■ PAGE TEXT
>>>

The Violin Concerto by the American composer John Adams was written in 1993. Its premiere was on January 19, 1994, by Jorja Fleezanis with the Minnesota Orchestra, conducted by Edo de Waart, at the Ordway Music Theater, Saint Paul, Minnesota.

The piece was co-commissioned by the New York City Ballet, leading to a strong sense of rhythm throughout the entire work. For it, Adams received the University of Louisville Grawemeyer Award for Music Composition.

A typical performance lasts around 35 minutes.

The Violin Concerto has been described as "the most original approach to the genre since the Alban Berg Concerto".

Structure
The work is in three movements:

It is dedicated to the memory of David Huntley of Boosey & Hawkes.

Instrumentation 
The work calls for solo violin accompanied by an orchestra with the following instrumentation.

Woodwinds
 2  flutes (both doubling piccolos)
 2 oboes (2nd doubling cor anglais)
 2 clarinets (2nd doubling bass clarinet)
 2 bassoons

Brass
 2 horns in F
 trumpet in C

Percussion
 2 players, doubling on
 timpani
 guiro
 3 bongo drums
 2 conga drums
 bass drum
 suspended cymbal
 tambourine
 claves
 high cowbell
 vibraphone
 marimba
 tubular bells

Keyboards
 2 synthesizers

Strings
 violin I (minimum 6)

<<<

■ GOAL OF THE EXERCISE
In the text on John Adams's Violin Concerto, who conducted the work's premiere?

■ ITEMS
>>>

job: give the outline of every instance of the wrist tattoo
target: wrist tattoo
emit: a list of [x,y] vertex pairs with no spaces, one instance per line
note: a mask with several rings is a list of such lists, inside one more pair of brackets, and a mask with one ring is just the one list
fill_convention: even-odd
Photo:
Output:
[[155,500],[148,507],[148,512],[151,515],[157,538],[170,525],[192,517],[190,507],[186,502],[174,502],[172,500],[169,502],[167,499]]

<<<
>>>

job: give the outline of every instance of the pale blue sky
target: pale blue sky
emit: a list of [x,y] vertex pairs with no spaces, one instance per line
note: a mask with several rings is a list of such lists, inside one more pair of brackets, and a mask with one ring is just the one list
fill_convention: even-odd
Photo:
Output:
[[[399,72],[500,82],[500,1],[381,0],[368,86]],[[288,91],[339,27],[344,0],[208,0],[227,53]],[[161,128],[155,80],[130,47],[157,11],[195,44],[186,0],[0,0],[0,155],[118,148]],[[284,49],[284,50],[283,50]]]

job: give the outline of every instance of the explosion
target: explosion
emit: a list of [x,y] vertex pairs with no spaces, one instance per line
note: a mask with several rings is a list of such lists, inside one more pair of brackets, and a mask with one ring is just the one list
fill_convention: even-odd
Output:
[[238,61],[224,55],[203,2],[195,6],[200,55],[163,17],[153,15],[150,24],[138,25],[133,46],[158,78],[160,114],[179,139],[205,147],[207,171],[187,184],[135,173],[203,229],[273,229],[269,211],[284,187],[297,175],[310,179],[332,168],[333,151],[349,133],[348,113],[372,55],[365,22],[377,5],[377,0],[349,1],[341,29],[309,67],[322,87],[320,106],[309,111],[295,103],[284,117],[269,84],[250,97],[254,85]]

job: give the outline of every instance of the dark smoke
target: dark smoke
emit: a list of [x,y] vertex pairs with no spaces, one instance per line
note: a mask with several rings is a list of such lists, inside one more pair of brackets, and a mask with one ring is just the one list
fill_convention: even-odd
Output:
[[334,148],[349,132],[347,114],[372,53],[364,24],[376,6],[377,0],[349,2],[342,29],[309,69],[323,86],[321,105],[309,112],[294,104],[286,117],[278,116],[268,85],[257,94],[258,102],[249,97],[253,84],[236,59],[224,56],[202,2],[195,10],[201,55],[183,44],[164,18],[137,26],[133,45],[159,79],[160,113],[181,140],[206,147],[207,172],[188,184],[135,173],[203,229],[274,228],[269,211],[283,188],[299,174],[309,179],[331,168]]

<<<
>>>

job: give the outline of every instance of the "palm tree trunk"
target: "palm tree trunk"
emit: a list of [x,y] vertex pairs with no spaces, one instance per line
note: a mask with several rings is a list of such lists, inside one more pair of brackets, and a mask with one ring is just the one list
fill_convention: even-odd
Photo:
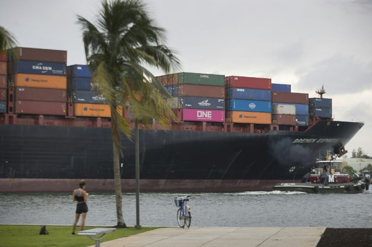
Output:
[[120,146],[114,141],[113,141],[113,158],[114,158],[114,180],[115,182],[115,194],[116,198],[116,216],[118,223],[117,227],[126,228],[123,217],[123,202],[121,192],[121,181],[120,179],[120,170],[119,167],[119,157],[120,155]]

<<<

■ RESULT FOR THIS EXERCISE
Edo de Waart